Text shown:
..............................
How does this orientation of home which is found in homelessness, so far articulated in theological terms, relate to the political life? Barth was not oblivious to this question, and one cannot overlook his important caveat in the above passage: “He has not taken our existence away from us. We are still ourselves.” Christianity does not at all entail the destruction of human life. Having become uprooted, yet we still are ourselves. We are not God or gods—otherwise, we would find home in ourselves or in our churches. We are to live as pilgrims, but we are also to live as pilgrims, to dwell where we already are still “as ourselves,” only now having been taken by God “to Himself.” But if our true home is to be Jesus Christ, making us strangers in a world obviously not at home in Him—it did after all crucify Him—how are Christians to dwell in the places we were born, the nations under which God has subjected us?

In an interest for the particular rather than the abstract, I will be content to focus on my own case and also the case of many readers: America.
..............................
Stored data entries:
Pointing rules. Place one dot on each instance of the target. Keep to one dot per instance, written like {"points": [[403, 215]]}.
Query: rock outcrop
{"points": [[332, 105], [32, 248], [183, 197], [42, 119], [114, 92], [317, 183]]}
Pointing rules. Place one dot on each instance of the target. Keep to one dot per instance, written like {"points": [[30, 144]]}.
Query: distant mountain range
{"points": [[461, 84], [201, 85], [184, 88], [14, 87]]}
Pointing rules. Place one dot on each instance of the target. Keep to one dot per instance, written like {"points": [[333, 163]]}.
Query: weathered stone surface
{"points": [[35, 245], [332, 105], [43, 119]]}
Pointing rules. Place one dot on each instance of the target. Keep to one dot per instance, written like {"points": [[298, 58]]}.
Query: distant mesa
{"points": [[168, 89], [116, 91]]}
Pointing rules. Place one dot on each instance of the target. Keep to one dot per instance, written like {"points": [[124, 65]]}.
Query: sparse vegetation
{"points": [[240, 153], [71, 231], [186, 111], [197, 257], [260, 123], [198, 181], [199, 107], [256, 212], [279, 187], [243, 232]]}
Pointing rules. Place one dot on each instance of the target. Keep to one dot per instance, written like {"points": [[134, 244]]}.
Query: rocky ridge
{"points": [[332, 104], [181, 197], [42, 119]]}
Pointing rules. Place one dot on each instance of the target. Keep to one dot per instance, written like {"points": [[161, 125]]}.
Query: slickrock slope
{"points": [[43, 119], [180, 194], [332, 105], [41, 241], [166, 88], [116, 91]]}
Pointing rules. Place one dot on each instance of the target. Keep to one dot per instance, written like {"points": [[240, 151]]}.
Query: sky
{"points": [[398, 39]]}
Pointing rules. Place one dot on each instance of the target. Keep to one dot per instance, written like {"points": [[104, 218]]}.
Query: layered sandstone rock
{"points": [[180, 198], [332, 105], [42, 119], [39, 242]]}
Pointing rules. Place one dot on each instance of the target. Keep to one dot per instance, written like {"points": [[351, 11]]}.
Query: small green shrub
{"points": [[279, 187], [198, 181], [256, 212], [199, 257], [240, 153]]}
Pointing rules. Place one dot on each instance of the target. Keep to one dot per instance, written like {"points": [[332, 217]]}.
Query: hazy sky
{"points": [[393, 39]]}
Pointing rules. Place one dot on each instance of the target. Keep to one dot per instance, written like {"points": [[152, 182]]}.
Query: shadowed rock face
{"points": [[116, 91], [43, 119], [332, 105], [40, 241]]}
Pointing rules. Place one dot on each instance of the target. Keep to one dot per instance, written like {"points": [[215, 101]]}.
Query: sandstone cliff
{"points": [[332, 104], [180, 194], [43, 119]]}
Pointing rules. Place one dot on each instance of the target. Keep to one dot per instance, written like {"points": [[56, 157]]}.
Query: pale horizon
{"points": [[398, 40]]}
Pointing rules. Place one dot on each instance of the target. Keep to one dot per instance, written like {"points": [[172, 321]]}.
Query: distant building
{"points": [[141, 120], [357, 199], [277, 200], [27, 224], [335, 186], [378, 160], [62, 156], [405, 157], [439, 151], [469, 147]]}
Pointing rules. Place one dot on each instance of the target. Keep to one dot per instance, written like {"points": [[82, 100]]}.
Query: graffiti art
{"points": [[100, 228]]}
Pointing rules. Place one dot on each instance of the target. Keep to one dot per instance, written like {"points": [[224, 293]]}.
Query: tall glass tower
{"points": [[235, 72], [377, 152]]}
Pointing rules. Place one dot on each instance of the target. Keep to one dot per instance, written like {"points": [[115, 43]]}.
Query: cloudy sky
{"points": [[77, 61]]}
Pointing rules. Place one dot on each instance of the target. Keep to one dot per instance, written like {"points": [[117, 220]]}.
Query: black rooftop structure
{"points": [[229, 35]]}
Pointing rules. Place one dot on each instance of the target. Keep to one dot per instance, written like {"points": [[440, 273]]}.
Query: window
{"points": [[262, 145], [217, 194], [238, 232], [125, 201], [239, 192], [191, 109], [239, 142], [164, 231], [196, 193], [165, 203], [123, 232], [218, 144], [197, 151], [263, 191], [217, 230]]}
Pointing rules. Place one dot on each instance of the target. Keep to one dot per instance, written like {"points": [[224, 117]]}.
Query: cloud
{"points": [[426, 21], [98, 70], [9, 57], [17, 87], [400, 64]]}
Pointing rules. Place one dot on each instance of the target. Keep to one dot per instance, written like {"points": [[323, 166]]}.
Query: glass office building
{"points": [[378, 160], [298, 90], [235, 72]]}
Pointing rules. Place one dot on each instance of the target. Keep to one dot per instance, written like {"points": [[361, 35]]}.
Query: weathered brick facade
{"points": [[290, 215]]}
..............................
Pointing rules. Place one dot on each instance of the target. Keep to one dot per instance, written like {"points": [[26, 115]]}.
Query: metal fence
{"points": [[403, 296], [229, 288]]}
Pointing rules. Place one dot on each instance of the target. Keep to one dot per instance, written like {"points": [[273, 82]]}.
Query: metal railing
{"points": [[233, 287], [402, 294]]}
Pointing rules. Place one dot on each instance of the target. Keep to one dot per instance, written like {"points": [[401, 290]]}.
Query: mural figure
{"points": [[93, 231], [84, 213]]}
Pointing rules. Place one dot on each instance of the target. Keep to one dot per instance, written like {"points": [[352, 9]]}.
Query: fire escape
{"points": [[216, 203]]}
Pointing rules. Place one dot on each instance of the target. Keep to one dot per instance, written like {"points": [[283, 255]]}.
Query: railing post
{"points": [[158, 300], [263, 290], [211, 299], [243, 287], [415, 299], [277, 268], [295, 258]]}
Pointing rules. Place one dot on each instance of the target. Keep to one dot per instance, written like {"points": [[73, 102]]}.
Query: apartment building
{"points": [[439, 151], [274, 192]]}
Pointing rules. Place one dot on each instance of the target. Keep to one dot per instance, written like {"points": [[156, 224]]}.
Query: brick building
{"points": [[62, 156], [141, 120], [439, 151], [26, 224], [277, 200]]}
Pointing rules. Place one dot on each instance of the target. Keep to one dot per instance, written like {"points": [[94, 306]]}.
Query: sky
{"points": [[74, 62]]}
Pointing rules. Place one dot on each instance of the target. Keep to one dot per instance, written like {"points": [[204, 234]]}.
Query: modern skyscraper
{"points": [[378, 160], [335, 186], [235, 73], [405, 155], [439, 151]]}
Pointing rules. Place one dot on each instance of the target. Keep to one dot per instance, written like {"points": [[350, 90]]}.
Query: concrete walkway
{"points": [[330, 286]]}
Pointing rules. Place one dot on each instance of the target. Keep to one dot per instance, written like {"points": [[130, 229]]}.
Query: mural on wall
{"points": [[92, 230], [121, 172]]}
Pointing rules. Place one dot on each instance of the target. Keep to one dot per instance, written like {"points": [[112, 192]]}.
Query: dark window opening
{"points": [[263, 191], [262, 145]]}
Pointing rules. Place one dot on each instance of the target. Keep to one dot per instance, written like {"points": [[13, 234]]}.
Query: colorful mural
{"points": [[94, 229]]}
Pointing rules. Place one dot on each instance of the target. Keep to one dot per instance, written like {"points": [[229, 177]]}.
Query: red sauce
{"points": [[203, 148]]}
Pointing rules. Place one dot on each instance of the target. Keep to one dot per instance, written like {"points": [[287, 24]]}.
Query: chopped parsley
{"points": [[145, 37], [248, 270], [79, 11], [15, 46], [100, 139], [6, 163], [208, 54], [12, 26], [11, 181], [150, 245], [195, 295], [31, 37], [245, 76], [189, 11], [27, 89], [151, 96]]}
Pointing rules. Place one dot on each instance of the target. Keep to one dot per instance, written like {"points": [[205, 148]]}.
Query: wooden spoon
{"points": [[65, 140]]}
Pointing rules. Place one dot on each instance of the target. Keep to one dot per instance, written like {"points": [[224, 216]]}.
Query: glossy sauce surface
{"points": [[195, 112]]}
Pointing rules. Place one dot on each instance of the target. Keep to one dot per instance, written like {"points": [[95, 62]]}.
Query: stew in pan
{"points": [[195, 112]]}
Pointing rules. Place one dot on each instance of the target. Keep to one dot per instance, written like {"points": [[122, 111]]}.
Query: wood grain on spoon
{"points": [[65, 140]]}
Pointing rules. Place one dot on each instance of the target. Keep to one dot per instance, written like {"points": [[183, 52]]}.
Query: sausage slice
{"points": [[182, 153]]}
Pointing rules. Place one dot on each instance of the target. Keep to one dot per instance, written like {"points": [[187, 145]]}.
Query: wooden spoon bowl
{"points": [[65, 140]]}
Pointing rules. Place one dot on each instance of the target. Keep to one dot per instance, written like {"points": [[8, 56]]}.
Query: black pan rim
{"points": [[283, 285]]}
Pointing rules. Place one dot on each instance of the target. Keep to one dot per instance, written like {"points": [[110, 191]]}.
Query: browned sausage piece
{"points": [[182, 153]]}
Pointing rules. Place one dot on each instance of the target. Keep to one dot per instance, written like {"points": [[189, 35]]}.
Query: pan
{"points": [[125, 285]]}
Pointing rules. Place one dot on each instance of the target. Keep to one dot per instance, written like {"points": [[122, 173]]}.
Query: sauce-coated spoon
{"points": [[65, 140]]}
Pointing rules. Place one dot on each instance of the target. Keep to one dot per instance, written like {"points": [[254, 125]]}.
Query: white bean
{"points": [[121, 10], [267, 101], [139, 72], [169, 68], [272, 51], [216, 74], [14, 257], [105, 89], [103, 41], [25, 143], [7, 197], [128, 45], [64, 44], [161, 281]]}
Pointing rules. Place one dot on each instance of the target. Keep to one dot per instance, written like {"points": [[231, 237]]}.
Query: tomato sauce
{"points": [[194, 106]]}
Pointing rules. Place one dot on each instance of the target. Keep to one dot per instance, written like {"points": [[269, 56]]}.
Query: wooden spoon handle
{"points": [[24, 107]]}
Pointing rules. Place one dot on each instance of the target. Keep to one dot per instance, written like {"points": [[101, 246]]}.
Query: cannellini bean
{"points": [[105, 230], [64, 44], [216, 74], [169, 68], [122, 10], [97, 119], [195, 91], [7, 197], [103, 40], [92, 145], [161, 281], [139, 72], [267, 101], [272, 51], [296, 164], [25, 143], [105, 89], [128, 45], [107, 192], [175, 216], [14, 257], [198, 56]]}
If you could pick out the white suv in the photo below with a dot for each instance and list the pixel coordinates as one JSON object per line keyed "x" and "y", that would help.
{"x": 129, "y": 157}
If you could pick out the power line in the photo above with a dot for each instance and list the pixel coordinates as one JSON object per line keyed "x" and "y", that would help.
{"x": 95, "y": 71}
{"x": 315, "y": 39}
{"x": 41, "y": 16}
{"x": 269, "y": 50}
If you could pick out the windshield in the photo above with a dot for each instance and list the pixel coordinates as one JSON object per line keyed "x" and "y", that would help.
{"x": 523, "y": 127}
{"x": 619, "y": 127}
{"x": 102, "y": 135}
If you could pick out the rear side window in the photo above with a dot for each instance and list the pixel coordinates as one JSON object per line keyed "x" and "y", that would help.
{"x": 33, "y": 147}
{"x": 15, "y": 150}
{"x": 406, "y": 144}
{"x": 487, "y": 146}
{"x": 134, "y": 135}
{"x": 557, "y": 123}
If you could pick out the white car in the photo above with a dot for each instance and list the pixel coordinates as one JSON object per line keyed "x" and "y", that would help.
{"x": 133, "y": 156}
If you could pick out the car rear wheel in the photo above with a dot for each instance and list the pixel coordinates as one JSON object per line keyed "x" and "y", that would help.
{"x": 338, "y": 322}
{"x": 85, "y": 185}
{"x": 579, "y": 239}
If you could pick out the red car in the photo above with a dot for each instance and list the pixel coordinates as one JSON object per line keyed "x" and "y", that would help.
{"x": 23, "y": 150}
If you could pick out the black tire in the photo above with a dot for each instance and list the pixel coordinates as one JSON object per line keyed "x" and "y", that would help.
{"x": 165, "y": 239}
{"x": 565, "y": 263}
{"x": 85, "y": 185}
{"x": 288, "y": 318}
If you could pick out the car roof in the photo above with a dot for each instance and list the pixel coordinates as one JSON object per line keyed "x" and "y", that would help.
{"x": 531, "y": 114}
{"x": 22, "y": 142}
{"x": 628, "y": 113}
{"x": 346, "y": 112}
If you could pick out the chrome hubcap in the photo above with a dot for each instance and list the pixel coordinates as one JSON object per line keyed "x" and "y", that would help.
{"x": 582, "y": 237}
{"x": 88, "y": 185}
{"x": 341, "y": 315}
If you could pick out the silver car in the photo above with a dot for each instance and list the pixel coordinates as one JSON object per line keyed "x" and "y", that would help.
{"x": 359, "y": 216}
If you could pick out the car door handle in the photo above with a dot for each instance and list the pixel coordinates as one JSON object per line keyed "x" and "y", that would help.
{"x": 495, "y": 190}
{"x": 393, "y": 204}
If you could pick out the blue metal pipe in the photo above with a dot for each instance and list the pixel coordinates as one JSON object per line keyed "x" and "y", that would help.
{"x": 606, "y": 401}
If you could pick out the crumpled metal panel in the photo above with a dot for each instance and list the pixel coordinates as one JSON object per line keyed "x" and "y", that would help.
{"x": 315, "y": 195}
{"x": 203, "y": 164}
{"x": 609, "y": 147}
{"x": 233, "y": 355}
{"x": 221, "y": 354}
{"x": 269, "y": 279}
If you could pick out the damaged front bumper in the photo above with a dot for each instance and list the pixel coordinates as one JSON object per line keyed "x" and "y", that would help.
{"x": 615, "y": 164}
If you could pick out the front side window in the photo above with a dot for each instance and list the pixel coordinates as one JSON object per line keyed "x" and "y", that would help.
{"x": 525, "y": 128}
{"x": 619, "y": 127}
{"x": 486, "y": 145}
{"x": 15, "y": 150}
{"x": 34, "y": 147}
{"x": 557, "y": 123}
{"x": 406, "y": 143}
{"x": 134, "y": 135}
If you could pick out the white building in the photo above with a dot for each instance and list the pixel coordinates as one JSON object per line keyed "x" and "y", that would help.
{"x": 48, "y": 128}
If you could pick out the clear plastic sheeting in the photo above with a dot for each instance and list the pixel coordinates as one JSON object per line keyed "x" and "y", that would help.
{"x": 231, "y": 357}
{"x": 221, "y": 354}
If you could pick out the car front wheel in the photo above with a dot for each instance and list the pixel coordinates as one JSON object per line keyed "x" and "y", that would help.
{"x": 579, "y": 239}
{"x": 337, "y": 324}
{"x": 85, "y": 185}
..............................
The task: Continue the passage on Christian homelessness and political life, starting right after its final sentence about America.

Answer section:
G.K. Chesterton so famously commented that America is a “nation with the soul of a church,” and much ink has already been spilled on such an insight. But a little more should be spilled in expositing that churchly soul of America as one of homelessness. Chesterton found the source of that strange soul in America’s creedalism, the fact that the web which historically held the country together is its belief in a general way of freedom and democracy enshrined in the Declaration of Independence. But in this he erred, as he only found the symptom of the true churchly nature of this country. America’s creedalism is not the source, but a resulting corrective of the true source: homelessness. America is unique in that, historically, the American has no blood or soil as answer to the primordial question of home, as other civilizations do. This is the case even now for those whose families have spent generations in America. True roots, even those of the stereotypically American ‘WASP,’ did not spring in American soil. America is a nation made of people uprooted from somewhere else and looking forward to somewhere else. Whether in search of religious community (in the case of the Puritans, Quakers, Pilgrims and Maryland Catholics), freedom and land and economic opportunity (in the case of the early English, Dutch, and German settlers, usually in the lower colonies), or even the home which was taken from these former groups searching for land and freedom and religious practice (in the particularly tragic cases of Native Americans and African Americans), we are a country of the displaced, without roots or home but with a desire to find it. And this legacy has only continued into contemporaneity with the Poles, Germans, Italians, other Europeans, and the Chinese and East Asian immigrants of the nineteenth century, and even those coming in the twentieth and twenty-first centuries from India, Mexico and Central America, and the Middle East. Even the modern liquidity that brings many to American shores shares an affinity with that rootlessness characteristic of America’s earliest people.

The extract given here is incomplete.